## Exercise brief
From the passage on the energy model for ILP processors, extract word for word the stretch that begins at "where the term" and stops after "(instruction) cache miss.".

[START OF Quoted text]

Concerning k-issue ILP processors, where each instruction is composed of k parallel operations, we have that, considering x operations in the ISA, and y inter-instruction effects, the complexity of the instruction-level energy model is  $O(x^{k*(y+1)})$ . In [3], we introduced the temporal and spatial additive properties, to deal with such a complexity. The temporal additive property enables the decomposition of the instruction energy into the pipeline stages of the processor. The spatial additive property enables the decomposition of the energy dissipated by the processor in the single energy dissipated by the processor parallel paths followed by the operations.

More in detail, the model considers the energy associated with the n-th instruction  $\mathbf{w_n}$  as dependent on its own properties (e.g., class of the instruction, addressing mode and so on) as well as on its  $execution\ context$ , i.e., the previous instruction  $\mathbf{w_{n-1}}$  and the additional stall/latency cycles introduced during the execution of the instruction. Besides, the inter-instruction effect between  $\mathbf{w_n}$  and  $\mathbf{w_{n-1}}$  can be decomposed into the sum of the inter-operation effects  $(w_n^k|w_{n-1}^k)$  on the k-th parallel path (or lane) of the processor [3]:

$$E(\mathcal{W}) \approx \sum_{1 \le n \le N} \sum_{\forall s \in S} \left[ U_s(\mathbf{0}|\mathbf{0}) + \sum_{\forall k \in K} \nu_s(w_n^k|w_{n-1}^k) + m_s^n * p_s^n * S_s + l_s^n * q_s^n * M_s \right]$$
(1)

where the term S is the set of pipeline stages of the processor,  $U_s(\mathbf{0}|\mathbf{0})$  is the base energy cost that represents the energy consumed by stage s during an execution of a bundle constituted entirely by NOPs  $(\mathbf{0} = [\mathtt{NOP} \dots \mathtt{NOP}]^\mathtt{T})$ ,  $\nu_s(w_n^k|w_{n-1}^k)$  is the additional energy contribution due to the change of operation  $(w_{n-1}^k \to w_n^k)$  on the same lane k,  $m_s^n$   $(l_s^n)$  is the average number of additional cycles due to a data (instruction) cache miss during the execution of the  $\mathbf{w_n}$  in s,  $p_s^n$   $(q_s^n)$  is the probability that this event occurs, and  $S_s$   $(M_s)$  is the energy consumption per stage of the processor modules that are active due to a data (instruction) cache miss.

[END OF Quoted text]
[START OF Supplied entries]

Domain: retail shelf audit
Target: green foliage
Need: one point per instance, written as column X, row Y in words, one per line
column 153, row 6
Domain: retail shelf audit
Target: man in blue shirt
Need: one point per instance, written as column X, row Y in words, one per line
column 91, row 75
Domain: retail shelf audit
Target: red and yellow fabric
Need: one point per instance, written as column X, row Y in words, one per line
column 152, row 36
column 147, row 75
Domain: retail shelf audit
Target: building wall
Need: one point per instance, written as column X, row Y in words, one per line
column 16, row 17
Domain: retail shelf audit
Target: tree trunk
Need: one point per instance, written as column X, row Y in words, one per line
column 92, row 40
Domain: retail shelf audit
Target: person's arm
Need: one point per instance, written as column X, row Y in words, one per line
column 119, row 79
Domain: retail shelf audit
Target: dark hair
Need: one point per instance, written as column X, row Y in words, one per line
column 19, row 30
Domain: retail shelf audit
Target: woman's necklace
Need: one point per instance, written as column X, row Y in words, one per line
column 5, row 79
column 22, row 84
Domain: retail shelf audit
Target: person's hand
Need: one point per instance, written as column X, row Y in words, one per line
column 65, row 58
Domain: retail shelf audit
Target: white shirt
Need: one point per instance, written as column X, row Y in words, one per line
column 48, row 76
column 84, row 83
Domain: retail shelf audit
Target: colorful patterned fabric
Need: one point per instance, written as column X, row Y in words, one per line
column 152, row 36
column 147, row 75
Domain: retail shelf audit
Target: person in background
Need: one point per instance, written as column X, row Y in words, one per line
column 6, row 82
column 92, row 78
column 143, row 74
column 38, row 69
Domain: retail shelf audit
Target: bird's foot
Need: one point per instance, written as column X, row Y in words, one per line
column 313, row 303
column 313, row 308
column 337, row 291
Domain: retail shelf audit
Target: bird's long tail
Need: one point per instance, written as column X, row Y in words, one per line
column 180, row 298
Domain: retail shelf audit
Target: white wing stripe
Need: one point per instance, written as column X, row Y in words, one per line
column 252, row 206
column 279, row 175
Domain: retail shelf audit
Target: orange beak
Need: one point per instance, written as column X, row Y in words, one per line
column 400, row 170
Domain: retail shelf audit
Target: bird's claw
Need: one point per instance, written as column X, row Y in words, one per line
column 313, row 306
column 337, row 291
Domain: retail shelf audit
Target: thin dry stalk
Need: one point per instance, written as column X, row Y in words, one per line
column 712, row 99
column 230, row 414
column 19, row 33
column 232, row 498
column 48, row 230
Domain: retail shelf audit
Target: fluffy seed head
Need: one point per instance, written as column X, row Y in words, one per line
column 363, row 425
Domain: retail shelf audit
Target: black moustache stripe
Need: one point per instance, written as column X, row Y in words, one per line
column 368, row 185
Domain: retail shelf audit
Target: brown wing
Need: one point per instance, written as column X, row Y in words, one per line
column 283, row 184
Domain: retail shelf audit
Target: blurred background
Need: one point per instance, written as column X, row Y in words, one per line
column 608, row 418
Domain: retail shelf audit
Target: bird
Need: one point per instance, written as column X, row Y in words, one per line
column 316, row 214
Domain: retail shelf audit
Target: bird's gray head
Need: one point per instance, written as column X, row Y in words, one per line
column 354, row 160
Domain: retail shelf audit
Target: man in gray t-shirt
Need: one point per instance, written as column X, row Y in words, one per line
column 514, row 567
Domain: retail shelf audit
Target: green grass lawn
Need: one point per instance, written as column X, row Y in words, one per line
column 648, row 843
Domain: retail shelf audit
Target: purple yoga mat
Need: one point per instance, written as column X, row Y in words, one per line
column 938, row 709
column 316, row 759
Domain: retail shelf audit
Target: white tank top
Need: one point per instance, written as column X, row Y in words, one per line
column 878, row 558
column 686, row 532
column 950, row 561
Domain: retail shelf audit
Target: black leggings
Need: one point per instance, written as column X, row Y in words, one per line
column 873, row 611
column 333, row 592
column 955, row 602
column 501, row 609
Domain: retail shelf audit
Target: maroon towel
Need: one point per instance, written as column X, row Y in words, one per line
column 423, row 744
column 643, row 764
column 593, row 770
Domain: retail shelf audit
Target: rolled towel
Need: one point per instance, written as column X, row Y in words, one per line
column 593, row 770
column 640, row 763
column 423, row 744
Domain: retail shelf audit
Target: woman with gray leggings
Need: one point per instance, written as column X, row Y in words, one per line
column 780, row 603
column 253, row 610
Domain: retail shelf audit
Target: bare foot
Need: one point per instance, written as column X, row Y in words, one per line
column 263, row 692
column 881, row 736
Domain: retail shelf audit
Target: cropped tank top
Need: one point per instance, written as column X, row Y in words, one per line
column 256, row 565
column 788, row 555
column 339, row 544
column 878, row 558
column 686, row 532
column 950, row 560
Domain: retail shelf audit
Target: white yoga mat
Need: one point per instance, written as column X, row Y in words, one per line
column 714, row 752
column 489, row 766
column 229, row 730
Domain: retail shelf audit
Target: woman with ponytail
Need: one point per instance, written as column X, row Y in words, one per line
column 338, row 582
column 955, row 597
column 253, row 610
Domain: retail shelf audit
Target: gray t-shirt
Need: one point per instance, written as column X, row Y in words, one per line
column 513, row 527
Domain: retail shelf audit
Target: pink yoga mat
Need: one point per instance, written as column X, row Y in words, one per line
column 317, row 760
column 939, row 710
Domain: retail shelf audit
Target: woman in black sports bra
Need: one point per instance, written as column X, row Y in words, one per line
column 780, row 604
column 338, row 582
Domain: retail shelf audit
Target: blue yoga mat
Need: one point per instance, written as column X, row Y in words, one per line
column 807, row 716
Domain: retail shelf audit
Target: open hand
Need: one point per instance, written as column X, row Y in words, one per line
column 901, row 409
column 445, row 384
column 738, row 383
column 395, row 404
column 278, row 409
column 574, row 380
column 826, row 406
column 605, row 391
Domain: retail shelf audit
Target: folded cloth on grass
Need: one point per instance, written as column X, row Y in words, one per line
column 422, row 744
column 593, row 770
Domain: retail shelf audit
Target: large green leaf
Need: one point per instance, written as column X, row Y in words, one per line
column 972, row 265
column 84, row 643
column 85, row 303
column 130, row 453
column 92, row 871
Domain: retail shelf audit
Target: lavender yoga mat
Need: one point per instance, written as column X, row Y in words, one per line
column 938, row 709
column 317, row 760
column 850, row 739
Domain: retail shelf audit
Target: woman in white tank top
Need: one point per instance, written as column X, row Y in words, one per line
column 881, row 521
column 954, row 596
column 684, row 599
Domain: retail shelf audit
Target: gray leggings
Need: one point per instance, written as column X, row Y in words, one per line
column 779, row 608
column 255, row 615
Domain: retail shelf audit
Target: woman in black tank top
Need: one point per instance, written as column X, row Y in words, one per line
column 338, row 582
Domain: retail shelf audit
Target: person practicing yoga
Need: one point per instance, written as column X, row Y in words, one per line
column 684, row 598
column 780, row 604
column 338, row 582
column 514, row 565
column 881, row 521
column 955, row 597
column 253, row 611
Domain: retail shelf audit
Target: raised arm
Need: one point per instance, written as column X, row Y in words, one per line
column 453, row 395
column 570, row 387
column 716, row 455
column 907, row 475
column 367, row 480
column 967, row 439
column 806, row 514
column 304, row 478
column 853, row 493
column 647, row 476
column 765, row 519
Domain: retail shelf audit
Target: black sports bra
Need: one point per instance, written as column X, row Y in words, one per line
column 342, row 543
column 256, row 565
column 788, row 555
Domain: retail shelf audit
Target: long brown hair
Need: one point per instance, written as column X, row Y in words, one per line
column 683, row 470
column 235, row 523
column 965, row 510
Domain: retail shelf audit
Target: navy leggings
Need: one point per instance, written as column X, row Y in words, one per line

[END OF Supplied entries]

## Complete output
where the term S is the set of pipeline stages of the processor,  $U_s(\mathbf{0}|\mathbf{0})$  is the base energy cost that represents the energy consumed by stage s during an execution of a bundle constituted entirely by NOPs  $(\mathbf{0} = [\mathtt{NOP} \dots \mathtt{NOP}]^\mathtt{T})$ ,  $\nu_s(w_n^k|w_{n-1}^k)$  is the additional energy contribution due to the change of operation  $(w_{n-1}^k \to w_n^k)$  on the same lane k,  $m_s^n$   $(l_s^n)$  is the average number of additional cycles due to a data (instruction) cache miss during the execution of the  $\mathbf{w_n}$  in s,  $p_s^n$   $(q_s^n)$  is the probability that this event occurs, and  $S_s$   $(M_s)$  is the energy consumption per stage of the processor modules that are active due to a data (instruction) cache miss.